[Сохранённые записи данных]
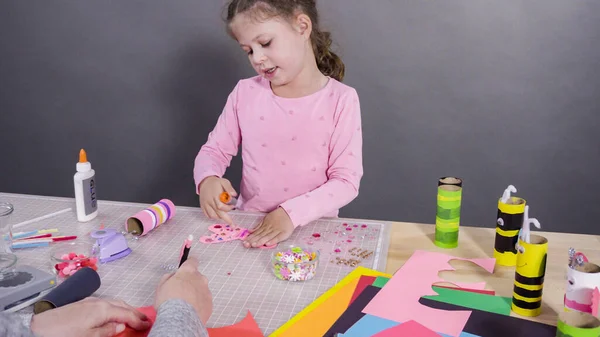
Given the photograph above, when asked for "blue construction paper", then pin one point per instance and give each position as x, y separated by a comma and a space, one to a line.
370, 325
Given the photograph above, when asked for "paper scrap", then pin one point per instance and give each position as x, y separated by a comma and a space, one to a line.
247, 327
368, 326
354, 312
352, 276
413, 281
316, 322
407, 329
488, 324
363, 282
495, 304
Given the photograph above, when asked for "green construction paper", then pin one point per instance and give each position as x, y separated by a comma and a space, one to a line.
380, 281
490, 303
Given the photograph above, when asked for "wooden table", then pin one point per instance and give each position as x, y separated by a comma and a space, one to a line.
477, 242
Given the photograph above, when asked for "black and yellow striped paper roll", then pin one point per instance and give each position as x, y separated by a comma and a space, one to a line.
509, 221
447, 218
529, 276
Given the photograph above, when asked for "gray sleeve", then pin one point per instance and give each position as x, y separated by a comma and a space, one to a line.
177, 318
15, 325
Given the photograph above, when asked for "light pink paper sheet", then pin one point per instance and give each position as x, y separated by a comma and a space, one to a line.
399, 299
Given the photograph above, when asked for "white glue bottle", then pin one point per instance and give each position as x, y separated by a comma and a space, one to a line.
85, 189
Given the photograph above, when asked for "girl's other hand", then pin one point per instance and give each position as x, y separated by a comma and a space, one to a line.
274, 228
210, 190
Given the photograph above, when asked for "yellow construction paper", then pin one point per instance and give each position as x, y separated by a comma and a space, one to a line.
317, 317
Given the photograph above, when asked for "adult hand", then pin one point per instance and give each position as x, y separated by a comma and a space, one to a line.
210, 190
189, 285
274, 228
89, 317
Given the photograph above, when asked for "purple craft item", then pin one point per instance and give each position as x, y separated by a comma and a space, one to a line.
150, 218
111, 245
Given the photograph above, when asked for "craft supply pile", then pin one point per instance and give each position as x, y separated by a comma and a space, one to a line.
326, 280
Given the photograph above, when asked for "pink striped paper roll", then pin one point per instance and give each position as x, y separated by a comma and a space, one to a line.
150, 218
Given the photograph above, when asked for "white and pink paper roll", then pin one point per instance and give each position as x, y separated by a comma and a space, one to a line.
150, 218
582, 288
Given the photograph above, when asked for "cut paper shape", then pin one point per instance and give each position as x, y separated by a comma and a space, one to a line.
407, 329
316, 322
381, 281
368, 326
150, 312
247, 327
225, 233
577, 324
363, 282
478, 291
340, 303
413, 281
488, 324
354, 312
529, 276
495, 304
353, 317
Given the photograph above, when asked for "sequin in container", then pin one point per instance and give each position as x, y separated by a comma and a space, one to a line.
295, 264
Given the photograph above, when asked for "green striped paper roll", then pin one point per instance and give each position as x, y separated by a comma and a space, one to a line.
447, 218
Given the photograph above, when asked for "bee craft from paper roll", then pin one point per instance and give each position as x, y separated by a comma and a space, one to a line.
577, 324
150, 218
583, 283
529, 276
447, 218
509, 221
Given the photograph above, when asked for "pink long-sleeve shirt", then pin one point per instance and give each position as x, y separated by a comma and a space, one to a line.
302, 154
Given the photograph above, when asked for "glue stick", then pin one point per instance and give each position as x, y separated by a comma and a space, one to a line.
85, 189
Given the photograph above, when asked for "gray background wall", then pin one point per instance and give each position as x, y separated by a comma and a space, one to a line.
496, 92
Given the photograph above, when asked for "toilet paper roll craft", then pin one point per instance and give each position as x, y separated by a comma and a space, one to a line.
530, 271
78, 286
582, 284
447, 219
150, 218
225, 233
509, 221
577, 324
110, 244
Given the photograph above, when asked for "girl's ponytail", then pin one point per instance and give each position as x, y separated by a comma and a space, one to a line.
329, 63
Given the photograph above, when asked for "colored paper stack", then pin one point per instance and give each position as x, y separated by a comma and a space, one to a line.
370, 303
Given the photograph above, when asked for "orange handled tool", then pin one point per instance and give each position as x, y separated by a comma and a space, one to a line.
225, 197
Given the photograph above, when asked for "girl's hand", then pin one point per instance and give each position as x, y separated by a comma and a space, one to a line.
210, 189
89, 317
274, 228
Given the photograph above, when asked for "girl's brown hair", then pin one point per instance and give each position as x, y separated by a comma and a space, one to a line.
328, 62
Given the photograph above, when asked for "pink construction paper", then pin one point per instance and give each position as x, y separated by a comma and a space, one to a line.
224, 233
399, 299
408, 329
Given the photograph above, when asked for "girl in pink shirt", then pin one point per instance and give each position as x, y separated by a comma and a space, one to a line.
298, 126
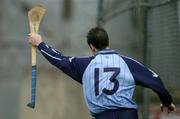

Что нужно сделать: Перечислите все строки записей, где встречается слово «craft».

Результат выполнения:
Given the photograph above, when asked for "purple craft item", then pin one point per instance and give each position as x, y separated by a comma and a space, one to a line.
Given the photograph above, when asked for "craft supply pile", then pin one point per instance and give each position as x, y separated by a comma and a space, one to a line.
Given the photograph above, when asked for "bee craft from paper roll", then pin one point per instance and give each position as x, y separated by a comma and a space, one to a line.
Given the photograph above, when asked for "toilet paper roll craft", then pin one point per instance and give each position as x, y separated by a comma and a space, one to a line.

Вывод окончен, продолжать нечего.